## Listing
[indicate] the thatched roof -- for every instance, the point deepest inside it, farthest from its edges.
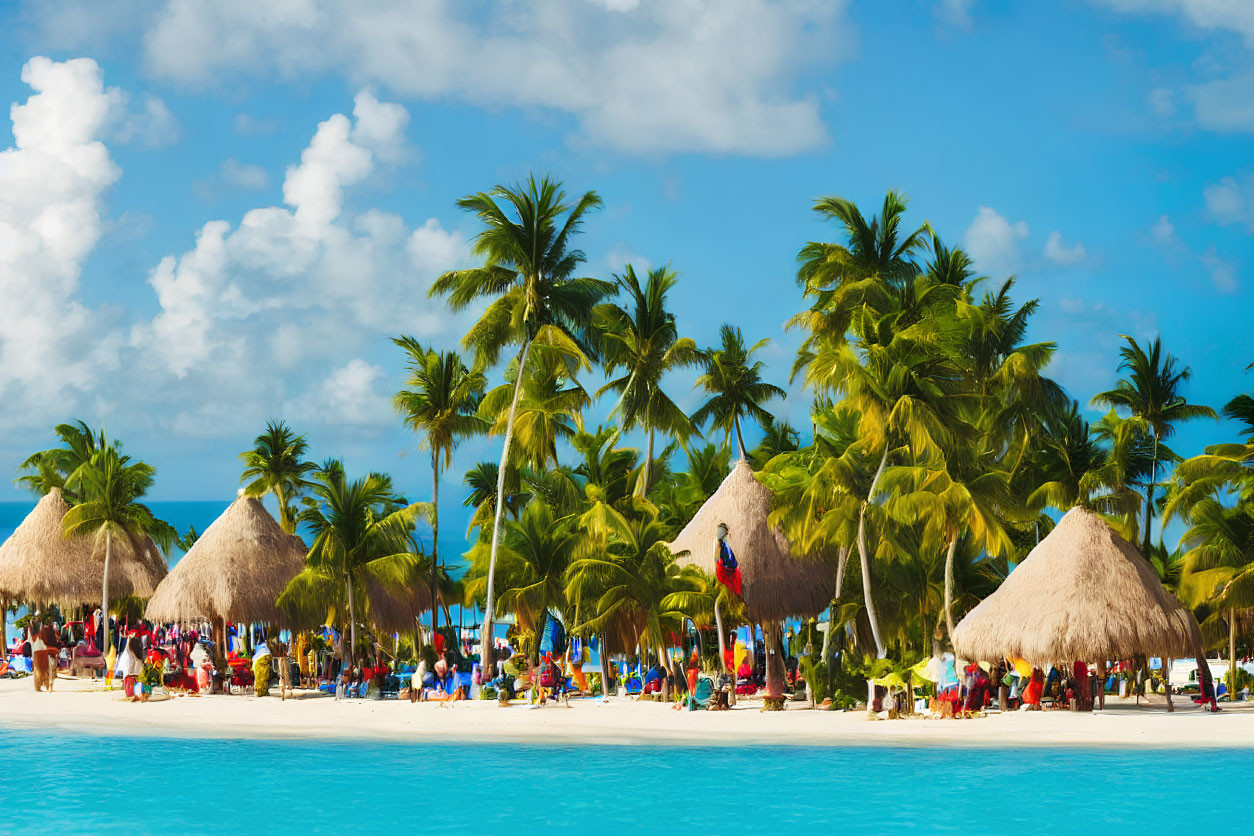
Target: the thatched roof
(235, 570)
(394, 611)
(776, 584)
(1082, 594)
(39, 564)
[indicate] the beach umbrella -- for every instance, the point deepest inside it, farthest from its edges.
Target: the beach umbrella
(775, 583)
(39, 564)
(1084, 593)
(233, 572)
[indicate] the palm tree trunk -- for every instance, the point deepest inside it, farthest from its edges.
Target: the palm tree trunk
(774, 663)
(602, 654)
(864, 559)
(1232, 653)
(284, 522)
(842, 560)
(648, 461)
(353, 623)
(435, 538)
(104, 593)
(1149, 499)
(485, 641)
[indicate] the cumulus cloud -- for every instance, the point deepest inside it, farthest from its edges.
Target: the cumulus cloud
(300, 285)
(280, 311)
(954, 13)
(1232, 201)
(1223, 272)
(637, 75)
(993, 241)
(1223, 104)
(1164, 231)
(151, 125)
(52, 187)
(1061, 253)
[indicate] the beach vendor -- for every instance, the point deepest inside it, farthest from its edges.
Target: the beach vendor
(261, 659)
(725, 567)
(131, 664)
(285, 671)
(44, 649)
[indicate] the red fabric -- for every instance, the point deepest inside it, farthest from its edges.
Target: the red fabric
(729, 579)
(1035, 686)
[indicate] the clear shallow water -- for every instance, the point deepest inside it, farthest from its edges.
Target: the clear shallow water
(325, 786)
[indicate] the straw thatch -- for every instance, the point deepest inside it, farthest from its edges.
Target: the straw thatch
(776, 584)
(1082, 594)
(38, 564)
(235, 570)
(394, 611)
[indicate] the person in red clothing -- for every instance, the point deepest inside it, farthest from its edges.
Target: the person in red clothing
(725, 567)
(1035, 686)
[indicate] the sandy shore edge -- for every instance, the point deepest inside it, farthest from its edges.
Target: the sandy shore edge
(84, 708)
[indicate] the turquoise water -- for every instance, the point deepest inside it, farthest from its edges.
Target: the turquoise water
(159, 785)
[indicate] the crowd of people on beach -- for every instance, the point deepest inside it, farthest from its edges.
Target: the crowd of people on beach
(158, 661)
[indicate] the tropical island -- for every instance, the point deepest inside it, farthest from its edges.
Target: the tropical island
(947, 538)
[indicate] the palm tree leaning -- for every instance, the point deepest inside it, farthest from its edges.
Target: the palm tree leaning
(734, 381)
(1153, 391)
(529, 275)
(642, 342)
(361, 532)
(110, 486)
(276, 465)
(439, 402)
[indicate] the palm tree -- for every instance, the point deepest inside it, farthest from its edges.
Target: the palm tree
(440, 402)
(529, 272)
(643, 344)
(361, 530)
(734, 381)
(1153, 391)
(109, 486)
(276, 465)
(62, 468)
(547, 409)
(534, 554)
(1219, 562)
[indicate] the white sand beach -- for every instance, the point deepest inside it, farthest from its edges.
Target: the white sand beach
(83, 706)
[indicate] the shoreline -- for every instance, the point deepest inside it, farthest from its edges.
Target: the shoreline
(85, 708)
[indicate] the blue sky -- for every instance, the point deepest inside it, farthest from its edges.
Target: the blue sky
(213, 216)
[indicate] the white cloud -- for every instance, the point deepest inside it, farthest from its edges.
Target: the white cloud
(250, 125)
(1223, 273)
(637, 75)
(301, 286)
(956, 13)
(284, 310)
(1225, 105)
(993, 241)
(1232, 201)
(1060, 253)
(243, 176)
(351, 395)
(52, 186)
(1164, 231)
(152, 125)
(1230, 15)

## Exercise instructions
Write out again every row from the one that contains "[indicate] the white cloud" through the last row, requests included, and add -94 to each number in the point coordinates.

## Written answer
[indicate] the white cloud -- for every instance, the point deepest inside it, farthest from its edges.
Target: the white cloud
(156, 31)
(1129, 179)
(543, -19)
(207, 192)
(862, -81)
(190, 216)
(1131, 11)
(899, 147)
(1138, 107)
(966, 159)
(149, 82)
(257, 301)
(-42, 92)
(1070, 137)
(58, 31)
(1136, -79)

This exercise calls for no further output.